GIVEN EXERCISE:
Answer these questions about the post.
(a) What does the writer say Ash used to tell everyone?
(b) In the numbered list, what is Ash's fourth fear?
(c) What did Ash call the writer after the attempt to get married for the mortgage loan?

SELECTION:
····················

I told Ash that: I know it's stupid, that it's just a paper, I know I'm ridiculous and irrational, but I really want to marry you someday, take your name on and give you children. I remember you used to blab to everyone how you'd propose a long time ago if not for some things, and it hurts that you didn't yet and I don't know what's wrong with me that would cause you to not feel that way anymore. And I feel I'm unworthy of you.
All I got was a whole week of cut coversations, (because he just never learned to talk I guess, he never tells me when something's bothering him, so I think everything's fine, until three months later bam, he's suddenly mad and he tells me I did something three months ago that upset him. I try to teach him to speak to me in time, but he's unteachable, not sure if that's a word

), and finding out that: 1) I'm super moody 2) I have qualities he doesn't think fit for a good wife/mother 3) he's scared I'm with him only for having babies (da quack, right?) or because he was the first guy in my life and I'm just hooked unhealthily 4) he's scared I'll stop caring about him if we have kids. That's all I can think of right now, I'm so nervous writing it, my head is spinning and hurts and he's sitting next to me, thank goodness he's busy QuQ
And yeah, getting married for the mortgage loan won't work either, I tried

He even called me a clever beastie for that XD But he said he won't get married for an easier loan (and I get and respect that but still... #internalscream). I understand he just wants to be sure of some things, but I'm afraid he's gonna push the borders he established. Like, okay, first was the money, then you wanted to finish your studies, you didn't, now you want to live alone with me for some unspecified period of time. So I imagine you'll say a year, then you'll say, two more, and so on until I'm 40 and can't have kids anymore... He just laughed at me for thinking ahead more than he actually did...

····················

MATERIAL PROVIDED:
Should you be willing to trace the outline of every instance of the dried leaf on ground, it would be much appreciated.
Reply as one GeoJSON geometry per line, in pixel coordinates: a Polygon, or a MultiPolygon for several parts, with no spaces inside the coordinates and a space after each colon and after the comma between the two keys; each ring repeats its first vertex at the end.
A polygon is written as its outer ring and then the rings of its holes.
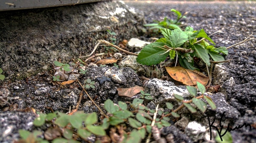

····················

EXPECTED OUTPUT:
(a) That he would have proposed a long time ago if not for some things.
(b) That the writer will stop caring about him if they have kids.
(c) A clever beastie.